**Exercise text**
The Lovely Bones

I first read Alice Sebold’s The Lovely Bones around the same time I read Cormac McCarthy’s The Road. Good times in the Loring household that year. There are several topics I considered for this particular post, which has surely undergone more revision that necessary: isolation, the gender binary (Abigail deserves a post of her own), grief. I finally settled on the ability to let go of things you cannot change, because it’s crucial for anyone who has suffered loss or has been wronged. Without this ability, the emotional devastation wrought is nearly total.

The Roma have a belief that if one cannot stop grieving the dead, the dead will follow them home from the funeral, seeking a way back into the world of the living. Because of this, the Roma conduct a strict purification ritual, in which all of the possessions of the deceased are either burned or sold to outsiders. After the funeral, even the name of the deceased is never spoken again. It’s a fascinating ritual and a crucial point in my own novel. I don’t know if Alice Sebold was aware of this belief, but I found parallels between it and Susie’s inability to move on as long as her death continued to be the focal point of her family’s life (especially her father’s). Like the Roma dead, she cannot be at peace until her family has made peace with the reality that she is gone forever.

**Data records**
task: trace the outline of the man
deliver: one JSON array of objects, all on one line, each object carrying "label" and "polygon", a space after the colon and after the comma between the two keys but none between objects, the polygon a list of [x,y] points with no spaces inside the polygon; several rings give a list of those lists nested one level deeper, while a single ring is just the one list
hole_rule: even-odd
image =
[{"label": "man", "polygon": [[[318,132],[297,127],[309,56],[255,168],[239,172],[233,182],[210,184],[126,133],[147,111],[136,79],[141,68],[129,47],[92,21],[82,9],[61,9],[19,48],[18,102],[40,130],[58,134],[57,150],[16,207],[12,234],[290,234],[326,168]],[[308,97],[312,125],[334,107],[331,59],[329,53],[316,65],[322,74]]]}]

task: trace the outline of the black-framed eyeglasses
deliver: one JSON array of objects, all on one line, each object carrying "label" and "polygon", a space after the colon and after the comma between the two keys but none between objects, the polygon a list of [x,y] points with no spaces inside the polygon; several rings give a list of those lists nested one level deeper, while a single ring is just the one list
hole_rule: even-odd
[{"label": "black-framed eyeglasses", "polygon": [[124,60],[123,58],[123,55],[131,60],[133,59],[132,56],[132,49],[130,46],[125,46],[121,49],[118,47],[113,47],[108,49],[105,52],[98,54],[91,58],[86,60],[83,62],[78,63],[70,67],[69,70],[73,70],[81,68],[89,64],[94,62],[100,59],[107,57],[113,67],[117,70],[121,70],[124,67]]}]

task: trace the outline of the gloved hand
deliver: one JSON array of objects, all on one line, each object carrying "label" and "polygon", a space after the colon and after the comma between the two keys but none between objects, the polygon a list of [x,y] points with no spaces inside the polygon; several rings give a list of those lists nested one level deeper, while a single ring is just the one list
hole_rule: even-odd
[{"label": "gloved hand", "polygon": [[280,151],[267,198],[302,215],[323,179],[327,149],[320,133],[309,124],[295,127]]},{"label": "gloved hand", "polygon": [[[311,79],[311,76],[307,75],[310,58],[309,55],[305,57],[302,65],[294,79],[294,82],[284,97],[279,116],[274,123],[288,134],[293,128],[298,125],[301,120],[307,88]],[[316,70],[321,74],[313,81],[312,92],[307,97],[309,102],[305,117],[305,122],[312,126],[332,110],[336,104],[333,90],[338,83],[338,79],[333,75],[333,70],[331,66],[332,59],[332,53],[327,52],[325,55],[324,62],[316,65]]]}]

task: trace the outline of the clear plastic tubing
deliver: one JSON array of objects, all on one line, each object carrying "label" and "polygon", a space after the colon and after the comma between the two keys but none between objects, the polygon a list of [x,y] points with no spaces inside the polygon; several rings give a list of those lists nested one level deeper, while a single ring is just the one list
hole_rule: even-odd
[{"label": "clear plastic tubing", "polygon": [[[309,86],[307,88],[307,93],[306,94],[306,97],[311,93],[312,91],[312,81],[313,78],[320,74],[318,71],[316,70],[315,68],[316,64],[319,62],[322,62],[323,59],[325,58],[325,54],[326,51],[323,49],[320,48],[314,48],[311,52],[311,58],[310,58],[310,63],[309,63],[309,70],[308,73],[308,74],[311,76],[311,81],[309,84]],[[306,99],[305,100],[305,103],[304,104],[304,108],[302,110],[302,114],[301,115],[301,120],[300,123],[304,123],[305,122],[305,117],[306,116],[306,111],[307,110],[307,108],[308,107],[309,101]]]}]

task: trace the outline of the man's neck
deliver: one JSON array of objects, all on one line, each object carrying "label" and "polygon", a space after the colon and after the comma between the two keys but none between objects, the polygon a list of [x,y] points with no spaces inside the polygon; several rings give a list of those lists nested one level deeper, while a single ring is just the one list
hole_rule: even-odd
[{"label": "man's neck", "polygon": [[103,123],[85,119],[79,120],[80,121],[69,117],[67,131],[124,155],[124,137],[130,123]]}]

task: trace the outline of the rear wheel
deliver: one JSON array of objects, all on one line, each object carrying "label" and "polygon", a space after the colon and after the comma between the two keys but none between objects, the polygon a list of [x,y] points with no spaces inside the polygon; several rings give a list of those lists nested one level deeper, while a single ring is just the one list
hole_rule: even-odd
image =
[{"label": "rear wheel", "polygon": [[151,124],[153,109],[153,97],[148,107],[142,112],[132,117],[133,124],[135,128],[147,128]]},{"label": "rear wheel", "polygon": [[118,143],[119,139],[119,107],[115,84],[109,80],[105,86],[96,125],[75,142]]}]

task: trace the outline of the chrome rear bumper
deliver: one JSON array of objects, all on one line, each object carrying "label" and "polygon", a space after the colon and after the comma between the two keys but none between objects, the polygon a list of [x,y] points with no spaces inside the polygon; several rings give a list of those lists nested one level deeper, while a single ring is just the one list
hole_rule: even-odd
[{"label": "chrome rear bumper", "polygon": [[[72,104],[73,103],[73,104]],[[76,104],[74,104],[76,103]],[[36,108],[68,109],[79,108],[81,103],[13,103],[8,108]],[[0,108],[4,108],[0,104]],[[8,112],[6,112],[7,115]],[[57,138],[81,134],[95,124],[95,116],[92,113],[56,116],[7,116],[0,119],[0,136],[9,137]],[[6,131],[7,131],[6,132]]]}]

**Work order 1**
Summarize the post on The Lovely Bones in two sentences.
**Work order 2**
Print the passage of the post on The Lovely Bones from "I first read" to "is nearly total.", word for word.

**Task result 1**
Of several possible topics, the post settles on the ability to let go of things that cannot be changed, which it calls crucial for anyone who has suffered loss or been wronged. It links a Roma belief that the dead follow mourners who cannot stop grieving to Susie, who cannot be at peace until her family accepts that she is gone forever.

**Task result 2**
I first read Alice Sebold’s The Lovely Bones around the same time I read Cormac McCarthy’s The Road. Good times in the Loring household that year. There are several topics I considered for this particular post, which has surely undergone more revision that necessary: isolation, the gender binary (Abigail deserves a post of her own), grief. I finally settled on the ability to let go of things you cannot change, because it’s crucial for anyone who has suffered loss or has been wronged. Without this ability, the emotional devastation wrought is nearly total.